Task to complete — In the listing below, find the line containing "Every instance of the blue" and the line containing "Every instance of the cabinet door". Repeat exactly those two lines and every line between them.

Data shown —
============================================================

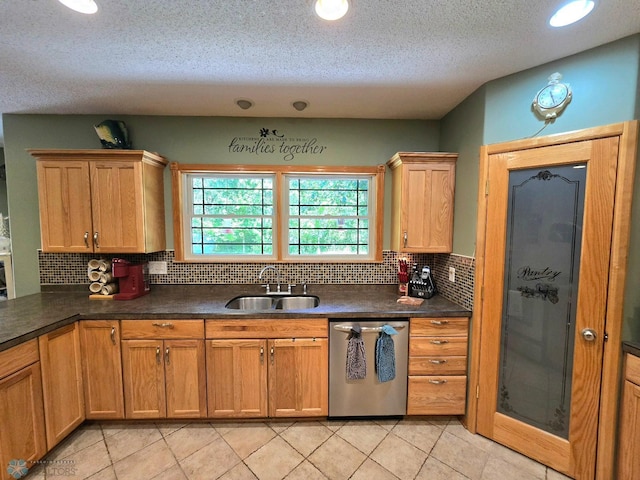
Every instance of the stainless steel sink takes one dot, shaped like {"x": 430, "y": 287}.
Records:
{"x": 297, "y": 302}
{"x": 268, "y": 302}
{"x": 250, "y": 303}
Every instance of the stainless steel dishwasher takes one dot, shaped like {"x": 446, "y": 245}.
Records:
{"x": 367, "y": 396}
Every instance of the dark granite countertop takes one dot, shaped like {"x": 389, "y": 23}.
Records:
{"x": 632, "y": 348}
{"x": 28, "y": 317}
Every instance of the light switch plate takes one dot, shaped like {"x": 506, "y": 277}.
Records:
{"x": 158, "y": 268}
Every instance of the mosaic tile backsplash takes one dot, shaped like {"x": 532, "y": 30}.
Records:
{"x": 71, "y": 269}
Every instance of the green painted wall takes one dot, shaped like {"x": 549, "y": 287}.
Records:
{"x": 606, "y": 89}
{"x": 191, "y": 140}
{"x": 463, "y": 132}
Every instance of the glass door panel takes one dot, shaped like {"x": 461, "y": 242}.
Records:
{"x": 542, "y": 259}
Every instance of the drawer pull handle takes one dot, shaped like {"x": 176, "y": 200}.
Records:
{"x": 439, "y": 322}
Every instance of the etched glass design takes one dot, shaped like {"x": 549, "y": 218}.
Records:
{"x": 542, "y": 260}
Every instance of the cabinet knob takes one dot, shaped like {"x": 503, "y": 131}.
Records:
{"x": 439, "y": 322}
{"x": 437, "y": 382}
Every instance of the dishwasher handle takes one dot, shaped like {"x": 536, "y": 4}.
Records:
{"x": 348, "y": 328}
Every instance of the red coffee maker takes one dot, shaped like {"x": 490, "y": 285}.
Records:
{"x": 132, "y": 279}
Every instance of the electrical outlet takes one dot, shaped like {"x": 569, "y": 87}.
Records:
{"x": 158, "y": 268}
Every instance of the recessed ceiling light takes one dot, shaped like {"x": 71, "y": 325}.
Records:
{"x": 300, "y": 105}
{"x": 82, "y": 6}
{"x": 571, "y": 13}
{"x": 332, "y": 9}
{"x": 244, "y": 104}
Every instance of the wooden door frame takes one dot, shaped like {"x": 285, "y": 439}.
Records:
{"x": 608, "y": 411}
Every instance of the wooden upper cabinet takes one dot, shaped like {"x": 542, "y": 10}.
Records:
{"x": 102, "y": 201}
{"x": 422, "y": 202}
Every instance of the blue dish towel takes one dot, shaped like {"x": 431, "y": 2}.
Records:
{"x": 356, "y": 357}
{"x": 385, "y": 354}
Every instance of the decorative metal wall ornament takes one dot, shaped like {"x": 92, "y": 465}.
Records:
{"x": 113, "y": 134}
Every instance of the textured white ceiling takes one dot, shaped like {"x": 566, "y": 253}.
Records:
{"x": 409, "y": 59}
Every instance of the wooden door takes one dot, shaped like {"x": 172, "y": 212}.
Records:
{"x": 143, "y": 376}
{"x": 298, "y": 377}
{"x": 61, "y": 382}
{"x": 559, "y": 281}
{"x": 427, "y": 207}
{"x": 64, "y": 193}
{"x": 237, "y": 378}
{"x": 102, "y": 369}
{"x": 185, "y": 377}
{"x": 22, "y": 436}
{"x": 118, "y": 219}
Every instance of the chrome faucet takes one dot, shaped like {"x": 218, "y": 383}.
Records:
{"x": 270, "y": 267}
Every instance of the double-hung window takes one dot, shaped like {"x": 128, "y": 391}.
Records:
{"x": 272, "y": 213}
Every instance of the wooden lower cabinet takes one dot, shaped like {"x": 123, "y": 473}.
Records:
{"x": 298, "y": 377}
{"x": 22, "y": 431}
{"x": 164, "y": 378}
{"x": 260, "y": 377}
{"x": 61, "y": 382}
{"x": 629, "y": 440}
{"x": 237, "y": 378}
{"x": 102, "y": 369}
{"x": 437, "y": 366}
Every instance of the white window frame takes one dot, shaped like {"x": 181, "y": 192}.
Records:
{"x": 182, "y": 212}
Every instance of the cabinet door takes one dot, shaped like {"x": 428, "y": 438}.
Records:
{"x": 298, "y": 377}
{"x": 143, "y": 376}
{"x": 22, "y": 435}
{"x": 237, "y": 378}
{"x": 61, "y": 382}
{"x": 116, "y": 201}
{"x": 185, "y": 378}
{"x": 102, "y": 369}
{"x": 628, "y": 459}
{"x": 427, "y": 208}
{"x": 64, "y": 192}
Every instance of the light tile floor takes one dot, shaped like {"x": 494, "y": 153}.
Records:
{"x": 429, "y": 448}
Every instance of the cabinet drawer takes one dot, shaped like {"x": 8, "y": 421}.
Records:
{"x": 18, "y": 357}
{"x": 437, "y": 346}
{"x": 450, "y": 326}
{"x": 158, "y": 329}
{"x": 258, "y": 328}
{"x": 438, "y": 365}
{"x": 437, "y": 395}
{"x": 632, "y": 369}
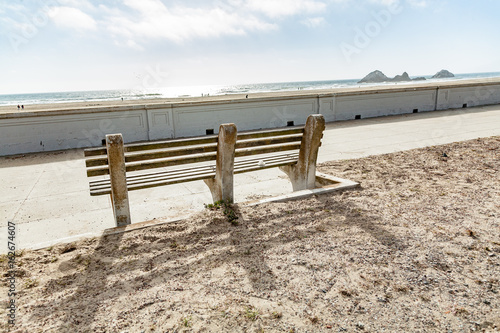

============================================================

Answer to this exercise —
Every instance of the blue dish towel takes one dot, shaped like {"x": 431, "y": 2}.
Records:
{"x": 356, "y": 357}
{"x": 385, "y": 354}
Every instance of the decorative metal wall ornament takes one dot, shaped like {"x": 92, "y": 465}.
Records:
{"x": 113, "y": 134}
Every instance of the textured white ceiling takes one dot, shaped like {"x": 566, "y": 253}.
Records:
{"x": 409, "y": 59}
Every instance of the wooden door takes one dot, shaped like {"x": 172, "y": 212}.
Records:
{"x": 143, "y": 376}
{"x": 298, "y": 377}
{"x": 61, "y": 382}
{"x": 559, "y": 281}
{"x": 427, "y": 207}
{"x": 64, "y": 193}
{"x": 237, "y": 378}
{"x": 102, "y": 369}
{"x": 185, "y": 377}
{"x": 22, "y": 436}
{"x": 118, "y": 219}
Every instance of the chrome faucet takes one dot, shaped like {"x": 218, "y": 383}.
Records:
{"x": 270, "y": 267}
Every instance of the double-hung window takes one dot, shaped like {"x": 128, "y": 391}.
Records:
{"x": 272, "y": 213}
Every instance of the wooden lower cabinet takes one dot, shaped like {"x": 123, "y": 473}.
Records:
{"x": 298, "y": 377}
{"x": 22, "y": 431}
{"x": 164, "y": 378}
{"x": 260, "y": 377}
{"x": 61, "y": 382}
{"x": 629, "y": 440}
{"x": 237, "y": 378}
{"x": 102, "y": 369}
{"x": 437, "y": 366}
Every instance of the white window frame takes one dot, shaped like {"x": 181, "y": 192}.
Records:
{"x": 182, "y": 212}
Every instance of the cabinet door takes one dot, shaped like {"x": 428, "y": 438}.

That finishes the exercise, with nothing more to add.